■ MATERIAL PROVIDED:
—————
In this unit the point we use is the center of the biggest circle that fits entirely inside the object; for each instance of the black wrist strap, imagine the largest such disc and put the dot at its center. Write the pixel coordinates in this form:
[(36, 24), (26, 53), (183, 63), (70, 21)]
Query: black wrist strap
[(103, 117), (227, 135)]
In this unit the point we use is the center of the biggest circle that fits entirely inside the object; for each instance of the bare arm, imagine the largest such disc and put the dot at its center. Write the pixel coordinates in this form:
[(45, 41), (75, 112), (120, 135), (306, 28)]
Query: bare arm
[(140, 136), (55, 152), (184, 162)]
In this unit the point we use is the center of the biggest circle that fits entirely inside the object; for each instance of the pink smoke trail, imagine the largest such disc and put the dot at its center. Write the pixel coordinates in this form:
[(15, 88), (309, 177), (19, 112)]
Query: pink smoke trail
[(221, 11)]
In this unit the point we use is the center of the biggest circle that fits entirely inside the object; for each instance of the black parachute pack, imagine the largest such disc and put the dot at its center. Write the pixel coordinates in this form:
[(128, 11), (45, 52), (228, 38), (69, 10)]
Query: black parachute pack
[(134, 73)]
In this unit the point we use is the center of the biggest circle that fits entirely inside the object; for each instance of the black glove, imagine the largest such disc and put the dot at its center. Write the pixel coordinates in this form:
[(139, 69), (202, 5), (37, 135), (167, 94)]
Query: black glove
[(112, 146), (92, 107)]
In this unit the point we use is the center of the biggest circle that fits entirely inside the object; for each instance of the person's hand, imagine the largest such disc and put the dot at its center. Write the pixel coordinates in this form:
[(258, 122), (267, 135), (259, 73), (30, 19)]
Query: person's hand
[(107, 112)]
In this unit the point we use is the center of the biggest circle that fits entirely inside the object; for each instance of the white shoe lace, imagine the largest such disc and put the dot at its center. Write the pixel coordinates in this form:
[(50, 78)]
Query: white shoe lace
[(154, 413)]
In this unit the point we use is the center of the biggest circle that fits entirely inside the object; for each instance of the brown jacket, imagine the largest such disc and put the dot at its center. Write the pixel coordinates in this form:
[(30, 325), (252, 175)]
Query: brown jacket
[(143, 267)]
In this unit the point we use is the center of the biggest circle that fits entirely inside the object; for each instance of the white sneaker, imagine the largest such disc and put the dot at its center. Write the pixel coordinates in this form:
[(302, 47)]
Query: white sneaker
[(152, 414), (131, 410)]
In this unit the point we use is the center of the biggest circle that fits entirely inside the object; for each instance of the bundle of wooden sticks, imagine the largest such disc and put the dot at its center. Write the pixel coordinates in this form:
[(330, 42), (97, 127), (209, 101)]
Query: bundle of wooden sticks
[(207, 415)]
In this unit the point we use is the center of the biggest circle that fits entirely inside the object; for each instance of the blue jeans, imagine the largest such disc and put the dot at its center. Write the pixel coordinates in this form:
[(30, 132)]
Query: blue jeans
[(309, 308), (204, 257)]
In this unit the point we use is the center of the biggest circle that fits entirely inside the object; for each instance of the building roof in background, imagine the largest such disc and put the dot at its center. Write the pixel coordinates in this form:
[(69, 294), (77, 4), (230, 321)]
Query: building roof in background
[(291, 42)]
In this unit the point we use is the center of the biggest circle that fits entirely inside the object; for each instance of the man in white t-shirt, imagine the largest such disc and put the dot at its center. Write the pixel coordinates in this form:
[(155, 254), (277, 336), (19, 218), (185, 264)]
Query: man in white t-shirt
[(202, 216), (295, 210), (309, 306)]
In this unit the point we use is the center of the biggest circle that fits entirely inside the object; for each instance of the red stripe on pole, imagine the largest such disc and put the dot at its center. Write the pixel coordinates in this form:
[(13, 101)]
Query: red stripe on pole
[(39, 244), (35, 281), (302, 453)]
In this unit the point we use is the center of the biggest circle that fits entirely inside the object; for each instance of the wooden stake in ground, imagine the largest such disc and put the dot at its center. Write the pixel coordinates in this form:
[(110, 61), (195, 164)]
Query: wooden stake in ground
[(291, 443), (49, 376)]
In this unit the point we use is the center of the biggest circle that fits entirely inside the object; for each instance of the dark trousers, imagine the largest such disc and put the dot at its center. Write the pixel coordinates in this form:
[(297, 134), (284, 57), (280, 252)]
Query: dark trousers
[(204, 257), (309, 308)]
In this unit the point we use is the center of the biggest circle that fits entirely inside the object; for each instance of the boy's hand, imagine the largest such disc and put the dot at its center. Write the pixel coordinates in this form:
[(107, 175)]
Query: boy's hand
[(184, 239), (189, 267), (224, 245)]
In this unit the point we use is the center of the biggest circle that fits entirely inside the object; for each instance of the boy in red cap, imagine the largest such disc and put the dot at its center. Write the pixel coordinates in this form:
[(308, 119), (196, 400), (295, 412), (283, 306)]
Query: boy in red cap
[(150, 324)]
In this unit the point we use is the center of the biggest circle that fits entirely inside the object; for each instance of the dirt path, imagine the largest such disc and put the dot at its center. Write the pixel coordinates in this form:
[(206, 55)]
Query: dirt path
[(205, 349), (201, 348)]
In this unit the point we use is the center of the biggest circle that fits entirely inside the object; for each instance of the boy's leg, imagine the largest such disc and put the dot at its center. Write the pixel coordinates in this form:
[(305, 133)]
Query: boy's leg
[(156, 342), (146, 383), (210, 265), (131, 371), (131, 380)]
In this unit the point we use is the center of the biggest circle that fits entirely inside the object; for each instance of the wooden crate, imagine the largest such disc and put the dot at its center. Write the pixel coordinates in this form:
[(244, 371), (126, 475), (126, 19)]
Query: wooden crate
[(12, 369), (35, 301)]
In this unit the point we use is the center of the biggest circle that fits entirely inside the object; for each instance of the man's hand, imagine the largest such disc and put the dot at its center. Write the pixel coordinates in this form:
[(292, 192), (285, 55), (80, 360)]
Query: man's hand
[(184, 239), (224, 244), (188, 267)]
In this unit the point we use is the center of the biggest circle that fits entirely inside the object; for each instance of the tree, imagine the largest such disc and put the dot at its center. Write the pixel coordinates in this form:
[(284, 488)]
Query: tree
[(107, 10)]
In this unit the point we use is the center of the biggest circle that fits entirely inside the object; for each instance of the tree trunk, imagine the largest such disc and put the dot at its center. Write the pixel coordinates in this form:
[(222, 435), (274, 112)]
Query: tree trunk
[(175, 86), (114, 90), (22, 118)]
—————
■ EXERCISE INSTRUCTIONS:
Can you reproduce the stretch from the line containing "the wooden stake" through the line containing "[(291, 443), (49, 376)]", swapping "wooden stake" for "timber post" and changing nothing else?

■ RESPONSE:
In this unit the point we use is the center of the biggest circle that fits entirely inside the object; for each instance of the timber post in ground, imagine the largest such disc and put the dot at its center. Write the pixel coordinates in this form:
[(110, 61), (195, 164)]
Query: timber post in ground
[(291, 443), (49, 376)]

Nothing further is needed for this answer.